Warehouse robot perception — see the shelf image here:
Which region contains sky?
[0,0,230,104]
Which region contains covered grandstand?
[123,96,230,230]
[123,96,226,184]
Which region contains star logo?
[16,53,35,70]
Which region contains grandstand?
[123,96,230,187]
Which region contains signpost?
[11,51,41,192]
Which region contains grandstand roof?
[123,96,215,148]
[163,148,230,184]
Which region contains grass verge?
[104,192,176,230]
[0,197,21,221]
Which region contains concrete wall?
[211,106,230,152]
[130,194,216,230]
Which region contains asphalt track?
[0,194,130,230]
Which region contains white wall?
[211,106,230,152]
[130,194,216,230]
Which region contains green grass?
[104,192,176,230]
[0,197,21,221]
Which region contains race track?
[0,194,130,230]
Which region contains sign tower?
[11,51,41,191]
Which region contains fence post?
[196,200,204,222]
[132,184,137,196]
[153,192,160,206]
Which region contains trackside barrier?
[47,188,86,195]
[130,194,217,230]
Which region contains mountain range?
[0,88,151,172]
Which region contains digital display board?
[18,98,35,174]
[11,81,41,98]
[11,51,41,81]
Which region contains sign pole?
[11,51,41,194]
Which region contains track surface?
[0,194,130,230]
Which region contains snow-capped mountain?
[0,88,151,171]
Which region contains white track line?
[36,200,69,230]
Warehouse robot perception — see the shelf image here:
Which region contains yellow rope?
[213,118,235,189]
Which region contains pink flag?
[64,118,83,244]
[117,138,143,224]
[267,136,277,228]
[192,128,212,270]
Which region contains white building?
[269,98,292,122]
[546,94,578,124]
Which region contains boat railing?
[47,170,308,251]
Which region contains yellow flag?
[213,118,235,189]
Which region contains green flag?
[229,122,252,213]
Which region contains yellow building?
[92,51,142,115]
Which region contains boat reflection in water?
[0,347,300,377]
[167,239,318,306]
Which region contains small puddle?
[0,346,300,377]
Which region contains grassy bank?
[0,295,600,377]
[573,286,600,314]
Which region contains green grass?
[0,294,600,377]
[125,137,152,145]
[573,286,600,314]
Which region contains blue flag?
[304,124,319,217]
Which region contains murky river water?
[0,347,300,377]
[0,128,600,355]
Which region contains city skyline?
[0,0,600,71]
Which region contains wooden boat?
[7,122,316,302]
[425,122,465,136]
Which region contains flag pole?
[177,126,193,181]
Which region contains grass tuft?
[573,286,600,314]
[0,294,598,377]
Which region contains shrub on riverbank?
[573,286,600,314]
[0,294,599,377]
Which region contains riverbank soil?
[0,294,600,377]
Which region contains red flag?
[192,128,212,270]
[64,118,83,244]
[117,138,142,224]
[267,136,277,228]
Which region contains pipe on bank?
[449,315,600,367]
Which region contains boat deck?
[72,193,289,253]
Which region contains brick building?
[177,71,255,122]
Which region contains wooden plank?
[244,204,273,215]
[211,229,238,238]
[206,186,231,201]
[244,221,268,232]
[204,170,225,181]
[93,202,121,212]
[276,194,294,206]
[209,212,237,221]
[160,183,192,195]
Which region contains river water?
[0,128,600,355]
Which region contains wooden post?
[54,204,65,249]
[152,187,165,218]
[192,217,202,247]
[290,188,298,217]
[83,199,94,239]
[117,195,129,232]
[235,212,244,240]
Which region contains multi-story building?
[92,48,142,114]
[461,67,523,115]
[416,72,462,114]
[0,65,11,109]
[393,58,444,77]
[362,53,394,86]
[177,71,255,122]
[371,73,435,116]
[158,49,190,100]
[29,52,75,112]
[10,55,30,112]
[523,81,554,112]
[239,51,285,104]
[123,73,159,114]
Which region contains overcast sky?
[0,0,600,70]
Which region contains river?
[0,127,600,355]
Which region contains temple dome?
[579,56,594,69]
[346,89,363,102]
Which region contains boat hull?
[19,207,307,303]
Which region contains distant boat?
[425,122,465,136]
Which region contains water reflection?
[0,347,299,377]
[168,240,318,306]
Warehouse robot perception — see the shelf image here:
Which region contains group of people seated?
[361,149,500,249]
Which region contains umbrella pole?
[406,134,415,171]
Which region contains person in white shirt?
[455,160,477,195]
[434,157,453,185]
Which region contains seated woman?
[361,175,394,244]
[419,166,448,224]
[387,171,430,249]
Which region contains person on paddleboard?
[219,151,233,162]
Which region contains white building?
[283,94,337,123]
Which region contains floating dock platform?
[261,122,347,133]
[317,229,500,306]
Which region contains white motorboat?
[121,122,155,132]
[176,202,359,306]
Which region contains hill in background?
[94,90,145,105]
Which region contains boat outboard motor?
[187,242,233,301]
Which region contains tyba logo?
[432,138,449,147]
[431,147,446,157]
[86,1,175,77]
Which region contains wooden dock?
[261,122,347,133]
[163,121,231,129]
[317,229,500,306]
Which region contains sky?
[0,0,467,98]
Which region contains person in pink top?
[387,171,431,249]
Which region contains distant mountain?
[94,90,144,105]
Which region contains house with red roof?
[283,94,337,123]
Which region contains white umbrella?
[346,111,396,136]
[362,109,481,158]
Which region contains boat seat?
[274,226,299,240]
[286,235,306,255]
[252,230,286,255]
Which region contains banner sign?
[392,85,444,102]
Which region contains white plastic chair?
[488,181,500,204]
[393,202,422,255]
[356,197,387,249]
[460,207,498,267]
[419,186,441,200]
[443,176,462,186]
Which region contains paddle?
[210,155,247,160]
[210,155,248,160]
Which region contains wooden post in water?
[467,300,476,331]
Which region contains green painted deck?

Brief:
Reproduce every row above verbatim, from the first to the last.

Expected output:
Warehouse robot perception — see the shelf image here:
Which region contains sky?
[0,0,230,104]
Which region contains covered grandstand?
[123,96,230,230]
[123,96,226,184]
Which region contains star logo?
[16,53,35,70]
Which region contains grandstand?
[123,96,230,187]
Which region contains signpost?
[11,51,41,192]
Which region contains grandstand roof?
[123,96,215,148]
[163,148,230,184]
Which region contains grass verge?
[104,192,176,230]
[0,197,21,221]
Which region contains concrete wall?
[211,106,230,152]
[130,194,216,230]
Which region contains asphalt track?
[0,194,130,230]
Which region contains white wall?
[211,106,230,152]
[130,194,216,230]
Which region contains green grass?
[104,192,176,230]
[0,197,21,221]
Which region contains race track?
[0,194,130,230]
Which region contains sign tower?
[11,51,41,191]
Which region contains fence post?
[196,200,204,222]
[132,184,137,196]
[153,192,160,206]
Which region contains trackside barrier?
[47,188,86,195]
[130,194,217,230]
Which region contains mountain range?
[0,88,151,172]
Which region contains digital display board?
[18,98,35,174]
[11,81,41,98]
[11,51,41,81]
Which region contains sign pole?
[11,51,41,194]
Which region contains track surface?
[0,194,130,230]
Which region contains snow-capped mountain?
[0,88,151,171]
Which region contains white track line?
[36,200,69,230]
Warehouse robot perception — see the shelf image here:
Which region contains yellow rope?
[213,118,235,189]
Which region contains pink flag?
[64,118,83,244]
[117,138,143,224]
[267,136,277,228]
[192,128,212,270]
Which region contains white building?
[269,98,292,122]
[546,94,578,124]
Which region contains boat railing?
[47,170,308,251]
Which region contains yellow flag?
[213,118,235,189]
Which region contains green flag?
[229,122,252,213]
Which region contains yellow building?
[92,51,142,115]
Which region contains boat reflection in water?
[0,347,300,377]
[167,239,318,306]
Which region contains small puddle?
[0,346,300,377]
Which region contains grassy bank?
[0,295,600,377]
[573,286,600,314]
Which region contains green grass?
[0,294,600,377]
[125,137,152,145]
[573,286,600,314]
Which region contains blue flag?
[304,124,319,217]
Which region contains murky river water?
[0,347,300,377]
[0,128,600,355]
Which region contains city skyline?
[0,0,600,71]
Which region contains wooden boat?
[7,122,316,302]
[425,122,465,136]
Which region contains flag pole?
[177,126,193,181]
Which region contains grass tuft?
[573,286,600,314]
[0,294,598,377]
Which region contains shrub on riverbank?
[573,286,600,314]
[0,294,599,377]
Which region contains riverbank soil?
[0,294,600,377]
Which region contains red flag?
[192,128,212,270]
[64,118,83,244]
[117,138,142,224]
[267,136,277,228]
Which region contains pipe on bank?
[449,315,600,367]
Which region contains boat deck?
[72,193,289,253]
Which region contains brick building?
[177,71,255,122]
Which region contains wooden plank?
[244,204,273,215]
[211,229,238,238]
[206,186,231,201]
[244,221,268,232]
[204,170,225,181]
[93,202,121,212]
[276,194,294,206]
[209,212,237,221]
[160,183,192,195]
Which region contains river water?
[0,128,600,355]
Which region contains wooden post?
[54,204,65,249]
[152,187,165,218]
[192,217,202,247]
[290,188,298,217]
[83,199,94,239]
[117,195,129,232]
[235,212,244,240]
Which region contains multi-story building?
[92,48,142,114]
[461,67,523,115]
[416,72,462,114]
[0,65,11,109]
[393,58,444,77]
[362,53,394,86]
[177,71,255,122]
[371,73,435,116]
[158,49,190,100]
[29,52,75,112]
[10,55,30,112]
[523,81,554,112]
[239,51,285,104]
[123,73,159,114]
Which region contains overcast sky?
[0,0,600,70]
Which region contains river?
[0,127,600,355]
Which region contains temple dome?
[579,56,594,69]
[346,89,363,102]
Which region contains boat hull?
[19,207,307,303]
Which region contains distant boat?
[425,122,465,136]
Which region contains water reflection?
[0,347,299,377]
[168,240,318,306]
Warehouse robot perception — see the shelf image here:
Which region contains group of people seated?
[361,149,500,249]
Which region contains umbrella pole?
[406,134,415,171]
Which region contains person in white shirt?
[455,160,477,195]
[434,157,453,185]
Which region contains seated woman?
[361,175,394,244]
[419,166,448,224]
[387,171,430,249]
Which region contains person on paddleboard?
[219,151,233,162]
Which region contains white building?
[283,94,337,123]
Which region contains floating dock platform?
[261,122,347,133]
[317,229,500,306]
Which region contains white motorboat?
[121,122,155,132]
[176,202,359,306]
Which region contains hill in background?
[94,90,145,105]
Which region contains boat outboard motor?
[187,242,233,301]
Which region contains tyba logo?
[432,138,449,147]
[431,147,446,157]
[86,1,175,77]
Which region contains wooden dock?
[261,122,347,133]
[163,121,231,129]
[317,229,500,306]
Which region contains sky?
[0,0,467,98]
Which region contains person in pink top?
[387,171,431,249]
Which region contains distant mountain?
[94,90,144,105]
Which region contains house with red roof?
[283,94,337,123]
Which region contains white umbrella?
[346,111,396,136]
[362,109,481,158]
Which region contains boat seat?
[274,226,299,240]
[286,235,306,255]
[252,230,286,255]
Which region contains banner sign?
[392,85,444,102]
Which region contains white plastic chair?
[488,181,500,204]
[393,202,422,255]
[356,197,387,249]
[460,207,498,267]
[419,186,441,200]
[443,176,462,186]
Which region contains paddle?
[210,155,247,160]
[210,155,248,160]
Which region contains wooden post in water?
[467,300,476,331]
Which region contains green painted deck?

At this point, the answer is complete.